● **BLOCCO DI TESTO**
________________

Nella fase successiva del suo pensiero (1800-1809) Schelling mostra un interesse
crescente per il problema religioso. La finitudine e l’imperfezione del reale non gli
paiono riscattabili con l’espediente dell’ottimistica dissoluzione del molteplice
nell’infinità dell’Assoluto. Messo alle strette dalla critica di Hegel, egli vuole
dimostrare che la sua unità indifferenziata (la hegeliana « notte in cui tutte le vacche
sono nere ») include concretezza e articolazione e garantisce l’autonomia e la libertà
dell’individuo. Egli riprende la tesi di J. Böhme di una sorta di duplicità di Dio,
diviso tra l’essere e un misterioso sostrato negativo, e spiega il male e il peccato
come conseguenze di una possibile disarmonia nell’uomo dei due principi costitutivi.
La materia tende in questa nuova concezione ad apparire come il risultato di una
caduta e la nascita dell’individuo si configura come allontanamento e punizione.
Nonostante gli sforzi del filosofo per mantenere fermo il monismo originario, la
prospettiva sembra radicalmente mutata e la frattura dell’unità del reale profonda e
irrimediabile.

________________

(Dati di annotazione a punti)
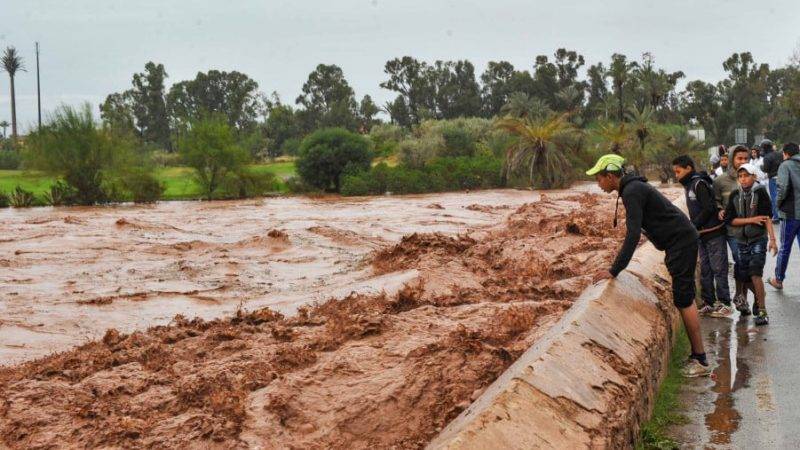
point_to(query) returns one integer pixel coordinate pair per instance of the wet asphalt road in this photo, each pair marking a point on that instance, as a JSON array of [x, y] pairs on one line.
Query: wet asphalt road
[[752, 401]]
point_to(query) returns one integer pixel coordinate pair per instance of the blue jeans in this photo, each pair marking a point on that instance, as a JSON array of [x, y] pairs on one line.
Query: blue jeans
[[790, 230], [714, 271], [773, 195], [734, 246]]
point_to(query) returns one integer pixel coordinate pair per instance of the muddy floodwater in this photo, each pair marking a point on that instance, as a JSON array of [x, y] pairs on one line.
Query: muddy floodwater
[[68, 274], [282, 323]]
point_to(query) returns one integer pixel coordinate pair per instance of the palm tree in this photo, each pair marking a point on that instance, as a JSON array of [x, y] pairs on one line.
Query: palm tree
[[520, 104], [678, 143], [12, 63], [539, 145], [642, 125], [614, 136]]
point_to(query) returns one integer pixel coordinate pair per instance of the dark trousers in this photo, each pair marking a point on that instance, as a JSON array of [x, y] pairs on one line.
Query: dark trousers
[[681, 263], [790, 231], [714, 270]]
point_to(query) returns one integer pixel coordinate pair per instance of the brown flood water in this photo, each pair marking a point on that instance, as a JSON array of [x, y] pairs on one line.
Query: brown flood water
[[68, 274]]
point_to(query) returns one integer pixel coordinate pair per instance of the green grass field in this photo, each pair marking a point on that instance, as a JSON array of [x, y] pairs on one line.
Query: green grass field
[[179, 181]]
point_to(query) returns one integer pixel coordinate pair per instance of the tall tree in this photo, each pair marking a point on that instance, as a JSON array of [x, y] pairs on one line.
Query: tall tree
[[12, 63], [619, 71], [149, 105], [412, 81], [496, 81], [328, 100], [232, 94]]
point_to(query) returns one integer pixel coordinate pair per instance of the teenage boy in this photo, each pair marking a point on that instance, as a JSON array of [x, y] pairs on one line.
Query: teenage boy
[[769, 164], [750, 209], [713, 249], [646, 210], [723, 186], [788, 202]]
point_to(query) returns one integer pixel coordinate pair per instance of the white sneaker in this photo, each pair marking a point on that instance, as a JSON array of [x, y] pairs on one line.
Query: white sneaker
[[706, 309], [694, 369], [722, 311]]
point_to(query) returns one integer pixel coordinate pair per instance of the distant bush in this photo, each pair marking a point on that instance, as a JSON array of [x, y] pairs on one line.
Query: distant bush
[[10, 159], [246, 184], [143, 186], [210, 149], [85, 155], [441, 174], [166, 159], [21, 198], [60, 193], [327, 154], [291, 147]]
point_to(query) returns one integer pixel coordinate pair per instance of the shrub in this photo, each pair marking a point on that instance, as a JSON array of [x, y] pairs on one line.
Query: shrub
[[9, 159], [73, 146], [326, 153], [291, 147], [143, 186], [415, 153], [20, 198], [210, 149], [60, 193]]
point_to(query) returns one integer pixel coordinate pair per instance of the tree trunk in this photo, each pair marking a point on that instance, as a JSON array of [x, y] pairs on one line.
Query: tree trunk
[[13, 111]]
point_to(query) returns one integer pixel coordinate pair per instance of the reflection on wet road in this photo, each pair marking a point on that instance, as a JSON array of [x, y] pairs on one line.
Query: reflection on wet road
[[753, 398]]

________________

● **COMPITI DELL'ESERCIZIO**
1) Ricopia dal brano su Schelling il passo che comincia con "La materia tende" e finisce con "irrimediabile.".
2) Prosegui il brano su Schelling a partire dalla sua ultima frase.
Le righe non hanno alcun legame con il brano su Schelling.

● **RISULTATI PER COMPITO**
1)
La materia tende in questa nuova concezione ad apparire come il risultato di una
caduta e la nascita dell’individuo si configura come allontanamento e punizione.
Nonostante gli sforzi del filosofo per mantenere fermo il monismo originario, la
prospettiva sembra radicalmente mutata e la frattura dell’unità del reale profonda e
irrimediabile.

2)
Dal 1809 al 1834 Schelling si chiuse in un silenzio sdegnoso, assistendo impotente al
trionfo di Hegel. L’ultima fase del suo pensiero muove da una critica serrata
dell’identificazione hegeliana del reale col razionale. La filosofia, in quanto ricerca
delle condizioni di possibilità dell’essere, è un sapere essenzialmente negativo. Essa
può determinare il « che cosa » dell’essere, le forme senza le quali nulla può
esistere, ma non il « che », il fatto concreto dell’esistenza. Quando diventa positiva
la filosofia si autonega come sapere razionale e diventa pratica e religiosa. Il suo
compito è allora quello di riconoscere le verità di fatto implicite nella mitologia e
nella rivelazione e di sanzionare l’annullamento dell’io dinanzi al Dio personale e
trascendente, al cui cospetto quelle necessariamente conducono.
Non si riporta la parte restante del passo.